Output only the lines below from the one containing "point(541, 470)" to the one containing "Target: side window", exactly as written, both ends kept.

--- EXTRACTED ENTRIES ---

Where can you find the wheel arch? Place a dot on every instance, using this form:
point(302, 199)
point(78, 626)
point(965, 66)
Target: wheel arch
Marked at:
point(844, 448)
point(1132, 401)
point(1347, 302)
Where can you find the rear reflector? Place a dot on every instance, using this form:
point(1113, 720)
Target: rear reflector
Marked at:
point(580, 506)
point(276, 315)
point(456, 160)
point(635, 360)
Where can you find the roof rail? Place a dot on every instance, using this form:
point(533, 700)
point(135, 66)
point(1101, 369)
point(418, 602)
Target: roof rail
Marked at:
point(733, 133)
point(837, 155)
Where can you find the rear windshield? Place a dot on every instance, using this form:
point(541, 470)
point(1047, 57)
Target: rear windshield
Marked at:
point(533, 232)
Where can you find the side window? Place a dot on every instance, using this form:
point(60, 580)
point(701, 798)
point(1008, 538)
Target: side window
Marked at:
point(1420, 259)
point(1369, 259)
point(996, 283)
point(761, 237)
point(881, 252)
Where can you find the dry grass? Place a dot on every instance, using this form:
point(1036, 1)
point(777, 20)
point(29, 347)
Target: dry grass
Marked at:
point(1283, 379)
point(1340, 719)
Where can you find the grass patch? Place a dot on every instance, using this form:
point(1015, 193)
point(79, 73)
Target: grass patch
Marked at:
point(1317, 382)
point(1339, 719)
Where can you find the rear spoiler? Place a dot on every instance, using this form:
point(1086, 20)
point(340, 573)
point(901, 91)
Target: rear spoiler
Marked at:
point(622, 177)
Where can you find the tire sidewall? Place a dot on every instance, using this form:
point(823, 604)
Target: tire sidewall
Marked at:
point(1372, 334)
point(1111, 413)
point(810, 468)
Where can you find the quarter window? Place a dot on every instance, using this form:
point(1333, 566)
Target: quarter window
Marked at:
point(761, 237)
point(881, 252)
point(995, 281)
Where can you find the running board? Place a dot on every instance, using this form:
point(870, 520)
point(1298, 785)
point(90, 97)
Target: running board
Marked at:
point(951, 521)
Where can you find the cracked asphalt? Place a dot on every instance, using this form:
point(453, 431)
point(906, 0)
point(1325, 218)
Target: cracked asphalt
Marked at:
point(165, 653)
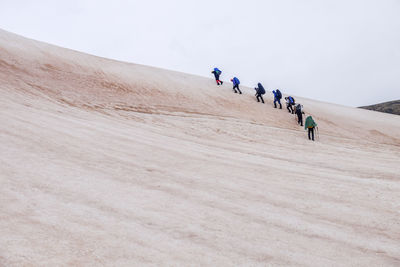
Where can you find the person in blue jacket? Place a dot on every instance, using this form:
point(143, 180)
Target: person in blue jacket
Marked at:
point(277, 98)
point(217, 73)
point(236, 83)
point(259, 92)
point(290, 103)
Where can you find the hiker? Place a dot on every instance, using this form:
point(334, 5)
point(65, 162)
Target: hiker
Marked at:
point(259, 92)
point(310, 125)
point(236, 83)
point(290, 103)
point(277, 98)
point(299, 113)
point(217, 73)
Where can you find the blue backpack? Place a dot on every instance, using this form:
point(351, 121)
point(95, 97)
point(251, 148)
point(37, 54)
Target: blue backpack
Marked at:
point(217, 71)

---

PROBLEM SOLUTION:
point(541, 470)
point(1047, 57)
Target: rear windshield
Marked at:
point(533, 232)
Where can you find the side window? Place a dot on every instance, using this form:
point(60, 580)
point(701, 798)
point(1008, 538)
Target: side window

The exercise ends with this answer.